__EXERCISE INPUT__:
#####

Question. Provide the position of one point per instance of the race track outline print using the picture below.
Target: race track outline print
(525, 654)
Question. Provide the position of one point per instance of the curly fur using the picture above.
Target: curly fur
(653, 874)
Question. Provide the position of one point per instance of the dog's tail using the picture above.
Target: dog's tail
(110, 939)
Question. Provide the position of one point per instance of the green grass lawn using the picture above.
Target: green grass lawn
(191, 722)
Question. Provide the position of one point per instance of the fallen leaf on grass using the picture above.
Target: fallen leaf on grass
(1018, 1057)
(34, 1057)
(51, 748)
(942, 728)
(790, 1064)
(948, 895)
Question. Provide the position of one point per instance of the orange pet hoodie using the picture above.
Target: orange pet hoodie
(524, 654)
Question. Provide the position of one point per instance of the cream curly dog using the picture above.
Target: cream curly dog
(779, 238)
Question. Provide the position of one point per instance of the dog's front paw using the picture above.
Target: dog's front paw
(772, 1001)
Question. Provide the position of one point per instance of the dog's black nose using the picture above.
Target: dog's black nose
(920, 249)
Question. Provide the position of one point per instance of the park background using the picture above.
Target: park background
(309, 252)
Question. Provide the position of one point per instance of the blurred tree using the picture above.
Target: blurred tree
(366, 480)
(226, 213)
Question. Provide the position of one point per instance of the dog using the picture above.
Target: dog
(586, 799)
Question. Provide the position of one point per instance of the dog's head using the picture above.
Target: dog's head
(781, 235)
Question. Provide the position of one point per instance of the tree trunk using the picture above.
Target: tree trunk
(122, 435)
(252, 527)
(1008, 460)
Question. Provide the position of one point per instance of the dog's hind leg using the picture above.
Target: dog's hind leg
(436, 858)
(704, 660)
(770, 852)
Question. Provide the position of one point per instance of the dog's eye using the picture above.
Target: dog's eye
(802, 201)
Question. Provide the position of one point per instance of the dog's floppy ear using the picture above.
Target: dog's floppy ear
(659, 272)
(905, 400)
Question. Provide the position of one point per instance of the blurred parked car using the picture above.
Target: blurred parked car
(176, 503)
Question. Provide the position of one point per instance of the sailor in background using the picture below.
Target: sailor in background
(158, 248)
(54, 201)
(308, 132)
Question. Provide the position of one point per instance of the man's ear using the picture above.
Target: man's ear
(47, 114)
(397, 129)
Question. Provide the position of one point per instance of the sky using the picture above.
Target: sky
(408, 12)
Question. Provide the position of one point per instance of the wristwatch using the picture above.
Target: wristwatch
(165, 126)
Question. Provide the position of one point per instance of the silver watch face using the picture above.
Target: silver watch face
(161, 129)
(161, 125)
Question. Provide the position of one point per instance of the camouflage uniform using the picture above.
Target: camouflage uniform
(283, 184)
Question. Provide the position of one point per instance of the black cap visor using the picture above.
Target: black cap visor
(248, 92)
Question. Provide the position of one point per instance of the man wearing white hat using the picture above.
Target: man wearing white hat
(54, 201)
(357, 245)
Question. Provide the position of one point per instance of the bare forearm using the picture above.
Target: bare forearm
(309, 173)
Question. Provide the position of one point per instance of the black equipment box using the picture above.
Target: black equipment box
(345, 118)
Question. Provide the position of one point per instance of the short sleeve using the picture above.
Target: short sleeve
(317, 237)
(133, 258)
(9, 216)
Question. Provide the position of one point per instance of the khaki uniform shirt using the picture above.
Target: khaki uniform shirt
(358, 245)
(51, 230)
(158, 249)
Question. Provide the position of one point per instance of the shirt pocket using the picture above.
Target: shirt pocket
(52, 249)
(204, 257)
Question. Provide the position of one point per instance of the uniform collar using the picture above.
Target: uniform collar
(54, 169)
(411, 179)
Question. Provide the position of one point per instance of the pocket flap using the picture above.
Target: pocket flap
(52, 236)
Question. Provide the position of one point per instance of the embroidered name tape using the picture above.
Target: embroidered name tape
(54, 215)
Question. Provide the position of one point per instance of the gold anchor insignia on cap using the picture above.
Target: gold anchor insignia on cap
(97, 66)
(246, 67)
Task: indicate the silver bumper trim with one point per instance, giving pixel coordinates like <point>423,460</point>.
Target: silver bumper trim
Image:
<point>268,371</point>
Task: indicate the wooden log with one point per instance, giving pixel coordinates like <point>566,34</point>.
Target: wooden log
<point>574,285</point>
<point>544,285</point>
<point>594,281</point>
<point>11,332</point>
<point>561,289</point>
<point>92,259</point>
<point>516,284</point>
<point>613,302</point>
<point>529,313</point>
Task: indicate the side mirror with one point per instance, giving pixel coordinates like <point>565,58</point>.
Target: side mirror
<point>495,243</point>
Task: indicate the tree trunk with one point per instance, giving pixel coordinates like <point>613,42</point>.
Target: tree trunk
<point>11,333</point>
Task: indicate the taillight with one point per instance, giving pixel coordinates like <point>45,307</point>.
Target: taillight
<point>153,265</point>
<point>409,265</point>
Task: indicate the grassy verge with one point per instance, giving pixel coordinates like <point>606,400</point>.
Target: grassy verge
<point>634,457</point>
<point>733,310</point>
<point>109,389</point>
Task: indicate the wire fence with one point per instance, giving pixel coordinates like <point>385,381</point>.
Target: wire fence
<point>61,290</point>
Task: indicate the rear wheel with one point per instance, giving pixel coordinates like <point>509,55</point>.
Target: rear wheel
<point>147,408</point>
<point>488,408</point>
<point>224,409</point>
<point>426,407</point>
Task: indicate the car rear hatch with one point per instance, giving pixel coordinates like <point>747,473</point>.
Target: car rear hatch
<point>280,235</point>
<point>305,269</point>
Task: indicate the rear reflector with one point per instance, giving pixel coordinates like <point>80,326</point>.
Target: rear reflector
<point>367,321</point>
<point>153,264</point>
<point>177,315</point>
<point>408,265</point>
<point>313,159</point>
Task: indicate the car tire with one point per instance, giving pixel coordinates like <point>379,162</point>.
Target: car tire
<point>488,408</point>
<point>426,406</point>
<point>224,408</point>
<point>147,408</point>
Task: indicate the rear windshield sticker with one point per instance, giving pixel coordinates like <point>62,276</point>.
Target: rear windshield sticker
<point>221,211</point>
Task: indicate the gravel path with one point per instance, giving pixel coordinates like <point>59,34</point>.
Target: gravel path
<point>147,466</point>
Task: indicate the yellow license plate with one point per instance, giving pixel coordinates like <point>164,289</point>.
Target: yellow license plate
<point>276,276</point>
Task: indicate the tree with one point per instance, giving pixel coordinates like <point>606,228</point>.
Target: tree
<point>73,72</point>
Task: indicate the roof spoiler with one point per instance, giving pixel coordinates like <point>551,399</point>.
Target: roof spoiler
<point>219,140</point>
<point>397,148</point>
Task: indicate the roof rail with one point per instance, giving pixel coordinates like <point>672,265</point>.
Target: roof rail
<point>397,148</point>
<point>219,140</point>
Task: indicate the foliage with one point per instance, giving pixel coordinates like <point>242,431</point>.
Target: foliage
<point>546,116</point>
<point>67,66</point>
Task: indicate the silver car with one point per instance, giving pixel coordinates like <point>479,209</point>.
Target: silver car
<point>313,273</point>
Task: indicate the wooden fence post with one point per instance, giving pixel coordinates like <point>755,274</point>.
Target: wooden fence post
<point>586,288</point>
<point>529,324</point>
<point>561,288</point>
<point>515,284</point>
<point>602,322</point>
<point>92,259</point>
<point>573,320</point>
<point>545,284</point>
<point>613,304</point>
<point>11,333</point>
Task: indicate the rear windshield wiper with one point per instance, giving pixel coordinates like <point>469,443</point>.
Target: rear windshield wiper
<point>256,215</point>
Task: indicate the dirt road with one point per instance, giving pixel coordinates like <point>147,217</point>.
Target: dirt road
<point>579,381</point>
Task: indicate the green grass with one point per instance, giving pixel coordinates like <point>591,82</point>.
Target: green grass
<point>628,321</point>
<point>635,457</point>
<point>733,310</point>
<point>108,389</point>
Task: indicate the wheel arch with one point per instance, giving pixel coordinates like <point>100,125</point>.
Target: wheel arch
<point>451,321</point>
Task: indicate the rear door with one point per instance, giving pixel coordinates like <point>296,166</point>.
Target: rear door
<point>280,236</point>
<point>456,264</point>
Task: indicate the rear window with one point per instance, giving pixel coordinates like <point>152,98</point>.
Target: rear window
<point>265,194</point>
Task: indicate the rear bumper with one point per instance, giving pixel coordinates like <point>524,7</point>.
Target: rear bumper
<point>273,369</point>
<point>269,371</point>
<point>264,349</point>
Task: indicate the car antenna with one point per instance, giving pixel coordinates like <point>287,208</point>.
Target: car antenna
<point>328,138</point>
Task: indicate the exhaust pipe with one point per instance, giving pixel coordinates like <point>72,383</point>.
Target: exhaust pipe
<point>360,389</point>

#####

Check the data for the word "below" and pull out the lines that have it.

Question. Provide the position of one point per instance of the race track outline print using the picture below.
Question. Provide the position of one point per instance of the sailor in background using the picture below.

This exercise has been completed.